▶ [Text]:
----------------------------------------

Endocrine-disrupting chemicals found at fracking sites

Kassotis CD. Endocrinology. 2013;doi:10.1210/en.2013-1697.

  • December 19, 2013

A natural gas and oil drilling technique known as hydraulic fracturing, or fracking, increases the use of chemicals that have been deemed endocrine disruptors by The Endocrine Society. These endocrine-disrupting chemicals have been linked to birth defects and infertility discovered near drilling sites, according to findings in a recent report published in Endocrinology.

“More than 700 chemicals are used in the fracking process, and many of them disturb hormone function,” Susan C. Nagel, PhD, of the University of Missouri School of Medicine, said in a press release. “With fracking on the rise, populations may face greater health risks from increased endocrine-disrupting chemical exposure.”

Researchers collected water and ground samples and measured for estrogen and androgen receptor activities using reporter gene assays in human cell lines. Of the 39 unique water samples collected in the drilling-dense region of Garfield County, Colo., 89% demonstrated estrogenic; 41% anti-estrogenic; 12% androgenic; and 46% anti-androgenic activities.

“Fracking is exempt from federal regulations to protect water quality, but spills associated with natural gas drilling can contaminate surface, ground and drinking water,” Nagel said. “We found more endocrine-disrupting activity in the water close to drilling locations that had experienced spills than at control sites. This could raise the risk of reproductive, metabolic, neurological and other diseases, especially in children who are exposed to [endocrine-disrupting chemicals].”

Anti-estrogenic, anti-androgenic and limited estrogenic activities were identified in the 12 natural gas drilling chemicals tested, but no androgenic activity was found, according to researchers.

In addition, 2-ethyl-1-hexanol and ethylene glycol reflected the greatest potencies for anti-estrogenic activities, and ethylene glycol, N,N-dimethylformamide and cumene exhibited the greatest potencies for anti-androgenic activities, researchers wrote.

The Colorado River, in particular, showed moderate levels of estrogenic, anti-estrogenic and anti-androgenic activities. This suggests that higher localized activity at sites with known natural gas-related spills surrounding the river might be a contributing factor in the multiple receptor activities observed in the water source, researchers said.

Disclosure: The researchers report no relevant financial disclosures.

----------------------------------------

▶ [Given information]:
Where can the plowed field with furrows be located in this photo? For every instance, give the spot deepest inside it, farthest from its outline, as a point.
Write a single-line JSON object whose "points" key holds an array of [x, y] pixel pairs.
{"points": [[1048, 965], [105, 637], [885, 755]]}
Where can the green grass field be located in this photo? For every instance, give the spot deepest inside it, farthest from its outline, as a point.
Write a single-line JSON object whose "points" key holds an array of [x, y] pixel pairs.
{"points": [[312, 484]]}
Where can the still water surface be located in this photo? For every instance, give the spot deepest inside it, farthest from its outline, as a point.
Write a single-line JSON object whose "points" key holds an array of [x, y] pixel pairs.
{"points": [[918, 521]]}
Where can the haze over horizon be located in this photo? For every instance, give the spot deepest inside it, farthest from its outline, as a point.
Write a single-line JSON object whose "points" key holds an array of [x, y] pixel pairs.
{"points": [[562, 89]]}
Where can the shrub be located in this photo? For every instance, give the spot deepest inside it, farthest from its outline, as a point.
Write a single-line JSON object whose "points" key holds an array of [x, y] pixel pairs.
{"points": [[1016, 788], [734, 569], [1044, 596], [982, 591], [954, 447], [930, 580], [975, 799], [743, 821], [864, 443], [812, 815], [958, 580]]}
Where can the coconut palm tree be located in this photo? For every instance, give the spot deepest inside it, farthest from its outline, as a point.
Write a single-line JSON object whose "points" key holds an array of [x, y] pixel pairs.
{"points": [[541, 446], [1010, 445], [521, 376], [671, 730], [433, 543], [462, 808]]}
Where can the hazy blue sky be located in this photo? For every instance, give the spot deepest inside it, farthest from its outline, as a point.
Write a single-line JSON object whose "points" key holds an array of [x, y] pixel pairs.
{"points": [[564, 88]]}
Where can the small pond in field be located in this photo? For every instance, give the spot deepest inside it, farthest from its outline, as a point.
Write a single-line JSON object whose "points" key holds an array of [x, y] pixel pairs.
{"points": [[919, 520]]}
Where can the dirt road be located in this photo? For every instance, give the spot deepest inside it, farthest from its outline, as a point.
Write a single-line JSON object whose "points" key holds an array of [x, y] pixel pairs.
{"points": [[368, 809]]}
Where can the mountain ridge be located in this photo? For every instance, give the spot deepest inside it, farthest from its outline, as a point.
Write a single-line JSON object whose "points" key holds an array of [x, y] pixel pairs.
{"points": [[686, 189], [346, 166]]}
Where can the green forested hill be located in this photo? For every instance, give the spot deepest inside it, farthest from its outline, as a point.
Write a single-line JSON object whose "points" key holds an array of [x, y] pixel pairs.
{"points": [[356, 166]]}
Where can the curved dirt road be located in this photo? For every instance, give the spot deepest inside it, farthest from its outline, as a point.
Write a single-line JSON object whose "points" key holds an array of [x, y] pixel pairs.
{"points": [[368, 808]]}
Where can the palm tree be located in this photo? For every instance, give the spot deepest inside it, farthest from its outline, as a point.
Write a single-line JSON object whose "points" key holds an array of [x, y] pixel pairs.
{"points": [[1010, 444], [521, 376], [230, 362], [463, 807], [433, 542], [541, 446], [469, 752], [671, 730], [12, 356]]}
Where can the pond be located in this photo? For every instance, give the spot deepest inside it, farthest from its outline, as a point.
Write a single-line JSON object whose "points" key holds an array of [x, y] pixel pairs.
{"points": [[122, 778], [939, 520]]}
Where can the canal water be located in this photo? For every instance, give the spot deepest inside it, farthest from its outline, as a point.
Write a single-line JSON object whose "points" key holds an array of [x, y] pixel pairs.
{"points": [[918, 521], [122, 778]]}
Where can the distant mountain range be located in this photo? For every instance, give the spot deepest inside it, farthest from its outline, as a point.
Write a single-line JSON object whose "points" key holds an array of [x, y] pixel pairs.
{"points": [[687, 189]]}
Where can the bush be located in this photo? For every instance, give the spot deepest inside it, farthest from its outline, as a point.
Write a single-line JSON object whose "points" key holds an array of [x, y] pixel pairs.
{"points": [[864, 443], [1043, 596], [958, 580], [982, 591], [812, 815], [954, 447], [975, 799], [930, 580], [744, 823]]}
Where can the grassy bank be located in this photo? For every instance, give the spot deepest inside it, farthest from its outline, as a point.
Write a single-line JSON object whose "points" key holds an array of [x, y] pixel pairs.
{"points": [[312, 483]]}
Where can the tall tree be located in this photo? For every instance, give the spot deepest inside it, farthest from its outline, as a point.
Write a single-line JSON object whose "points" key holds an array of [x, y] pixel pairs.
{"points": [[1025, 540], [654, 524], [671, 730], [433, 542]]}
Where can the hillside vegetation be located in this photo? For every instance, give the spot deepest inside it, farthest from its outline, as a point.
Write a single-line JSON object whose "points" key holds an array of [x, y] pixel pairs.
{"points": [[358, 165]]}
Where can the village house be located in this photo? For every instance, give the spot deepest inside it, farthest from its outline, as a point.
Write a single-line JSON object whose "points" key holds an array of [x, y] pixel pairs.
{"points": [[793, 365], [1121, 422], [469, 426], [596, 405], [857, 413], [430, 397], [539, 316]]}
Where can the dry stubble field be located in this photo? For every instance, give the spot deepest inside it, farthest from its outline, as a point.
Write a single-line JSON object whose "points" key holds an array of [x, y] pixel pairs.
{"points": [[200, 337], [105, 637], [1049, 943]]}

----------------------------------------

▶ [How to complete this task]: According to the article on endocrine-disrupting chemicals at fracking sites, what percentage of the 39 water samples from Garfield County showed estrogenic activity?

▶ [Solution to this task]: 89%